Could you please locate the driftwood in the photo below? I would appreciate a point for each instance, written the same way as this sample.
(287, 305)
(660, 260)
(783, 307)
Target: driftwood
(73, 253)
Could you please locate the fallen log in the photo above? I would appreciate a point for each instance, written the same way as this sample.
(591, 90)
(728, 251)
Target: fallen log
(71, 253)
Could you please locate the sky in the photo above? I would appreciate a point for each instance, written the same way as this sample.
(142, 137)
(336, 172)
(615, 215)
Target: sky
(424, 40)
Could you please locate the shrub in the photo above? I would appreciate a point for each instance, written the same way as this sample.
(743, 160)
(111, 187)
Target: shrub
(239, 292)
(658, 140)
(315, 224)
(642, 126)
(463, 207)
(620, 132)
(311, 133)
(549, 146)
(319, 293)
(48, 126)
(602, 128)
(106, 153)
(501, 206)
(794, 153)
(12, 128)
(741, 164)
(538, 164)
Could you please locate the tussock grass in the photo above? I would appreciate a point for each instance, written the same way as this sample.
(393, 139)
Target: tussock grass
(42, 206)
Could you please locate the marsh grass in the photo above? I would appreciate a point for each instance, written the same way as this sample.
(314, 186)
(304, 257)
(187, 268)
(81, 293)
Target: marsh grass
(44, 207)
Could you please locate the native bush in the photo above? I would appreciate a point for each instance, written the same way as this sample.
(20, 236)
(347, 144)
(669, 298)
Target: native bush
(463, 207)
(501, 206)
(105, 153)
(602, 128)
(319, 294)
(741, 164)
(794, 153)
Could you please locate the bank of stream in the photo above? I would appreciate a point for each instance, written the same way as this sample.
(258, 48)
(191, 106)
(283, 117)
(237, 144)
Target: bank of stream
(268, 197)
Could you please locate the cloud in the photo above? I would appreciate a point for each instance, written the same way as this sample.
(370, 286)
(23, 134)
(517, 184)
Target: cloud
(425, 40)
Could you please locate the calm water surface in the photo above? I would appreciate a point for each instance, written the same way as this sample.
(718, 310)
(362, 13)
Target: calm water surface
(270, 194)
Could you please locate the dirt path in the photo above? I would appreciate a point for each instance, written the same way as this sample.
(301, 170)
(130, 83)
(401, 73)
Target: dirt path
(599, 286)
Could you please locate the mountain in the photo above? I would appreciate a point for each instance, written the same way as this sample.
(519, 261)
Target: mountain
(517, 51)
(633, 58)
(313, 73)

▶ What you need to do:
Whatever the number of entries above, each one is to be copied exactly.

▶ Solved problem:
Could you please locate the driftwood in the photo below? I would appreciate a point for each instance, written the same way as this sample.
(287, 305)
(660, 260)
(783, 307)
Target: driftwood
(73, 253)
Could you please locate the fallen log in the photo above? I would appreciate a point for each instance, written the same way as this sample.
(591, 90)
(728, 251)
Target: fallen log
(71, 253)
Could you please locate the sky in the photo above? I would appreciate a point for each instance, written the same way as this sample.
(142, 137)
(336, 172)
(615, 215)
Target: sky
(424, 40)
Could you please locate the shrub in the photo above? I would appreciate a point for each instance, written the same way as this sample.
(743, 160)
(111, 187)
Target: shrub
(239, 292)
(658, 140)
(315, 224)
(642, 126)
(463, 207)
(620, 132)
(311, 133)
(549, 146)
(319, 293)
(48, 126)
(602, 128)
(106, 153)
(501, 206)
(794, 153)
(12, 128)
(741, 164)
(538, 164)
Could you please locate the tussock grass in the photo above? I would appreciate a point for each instance, written the same way as this sample.
(393, 139)
Target: tussock grass
(42, 206)
Could you please locate the marsh grass in the photo above? I would appreciate a point for each instance, written the same way as this sample.
(314, 186)
(304, 257)
(187, 268)
(81, 293)
Target: marsh grass
(44, 207)
Could you please locate the native bush in the photo above? I would appreciate a point for each instance, written the same way as this sample.
(20, 236)
(347, 144)
(669, 298)
Target: native bush
(463, 207)
(501, 206)
(105, 153)
(602, 128)
(319, 294)
(741, 164)
(794, 153)
Could you please locate the bank of stream in the photo above? I would appreciate a point for each instance, written the same way as this sample.
(258, 48)
(191, 106)
(283, 117)
(237, 144)
Target: bank of stream
(268, 197)
Could you please locate the cloud in the photo above? I would appreciate a point for each instance, written the same way as this sample.
(370, 286)
(23, 134)
(517, 184)
Target: cloud
(425, 40)
Could you please locate the calm water surface in the photo above? I would appreciate a point for each instance, written the same way as this sample.
(718, 310)
(362, 13)
Target: calm water surface
(270, 194)
Could you please locate the dirt path in the photo above? I would appreciate a point for each instance, written the same way as this sample.
(301, 170)
(130, 83)
(401, 73)
Target: dirt path
(599, 286)
Could you please locate the mountain in the photo above? I would appreciate a point for each instance, written the same way as this sample.
(519, 261)
Target: mountain
(517, 51)
(633, 58)
(313, 73)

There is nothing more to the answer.